* _What needs to be done_
With the pictures left aside, write out the entries that follow exactly.

▬▬▬▬▬▬▬▬▬▬

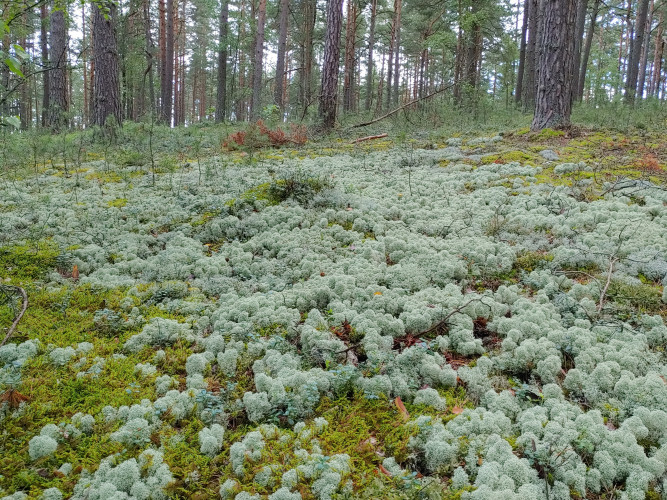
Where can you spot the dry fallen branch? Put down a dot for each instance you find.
(407, 104)
(369, 138)
(603, 293)
(24, 307)
(443, 322)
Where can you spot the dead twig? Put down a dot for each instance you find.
(24, 307)
(443, 321)
(407, 104)
(603, 293)
(369, 138)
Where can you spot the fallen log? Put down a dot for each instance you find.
(369, 138)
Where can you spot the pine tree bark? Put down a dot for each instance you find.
(522, 53)
(587, 51)
(329, 93)
(44, 48)
(257, 67)
(643, 61)
(221, 98)
(106, 87)
(167, 87)
(580, 26)
(635, 52)
(369, 64)
(392, 48)
(282, 51)
(57, 118)
(530, 80)
(553, 99)
(657, 58)
(348, 74)
(150, 50)
(397, 51)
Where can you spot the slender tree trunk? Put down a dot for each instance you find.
(167, 91)
(348, 74)
(459, 62)
(150, 50)
(106, 88)
(644, 57)
(84, 59)
(221, 99)
(657, 57)
(241, 105)
(397, 51)
(473, 40)
(635, 52)
(369, 65)
(378, 106)
(553, 100)
(392, 48)
(531, 56)
(329, 92)
(310, 14)
(57, 117)
(279, 97)
(522, 53)
(44, 48)
(256, 107)
(25, 105)
(162, 42)
(587, 51)
(580, 26)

▬▬▬▬▬▬▬▬▬▬

* _Solution to the problem_
Where can you spot the dry fallen branch? Put down a dot for each instance you find.
(407, 104)
(369, 138)
(603, 293)
(24, 307)
(443, 322)
Where can you spot the dead twig? Put down a dot for each instance you find.
(24, 307)
(443, 321)
(407, 104)
(603, 293)
(369, 138)
Where can you spot the fallen log? Put down a dot for each instance you find.
(369, 138)
Where can you spot the pine tree bark? Put down a dot for each instance you find.
(522, 53)
(587, 51)
(329, 93)
(44, 48)
(257, 67)
(643, 61)
(221, 98)
(106, 87)
(167, 87)
(580, 26)
(635, 52)
(369, 64)
(392, 48)
(282, 51)
(57, 118)
(530, 80)
(553, 99)
(657, 58)
(348, 74)
(150, 50)
(397, 51)
Where can you spot the slender tree trunk? Put down a dot for each instance you find.
(167, 91)
(348, 74)
(459, 62)
(150, 50)
(106, 88)
(644, 57)
(84, 59)
(221, 99)
(657, 57)
(241, 105)
(397, 51)
(473, 40)
(635, 52)
(369, 65)
(378, 106)
(553, 100)
(392, 48)
(531, 56)
(329, 92)
(310, 14)
(57, 117)
(279, 97)
(522, 53)
(44, 48)
(256, 107)
(25, 105)
(162, 42)
(587, 51)
(580, 26)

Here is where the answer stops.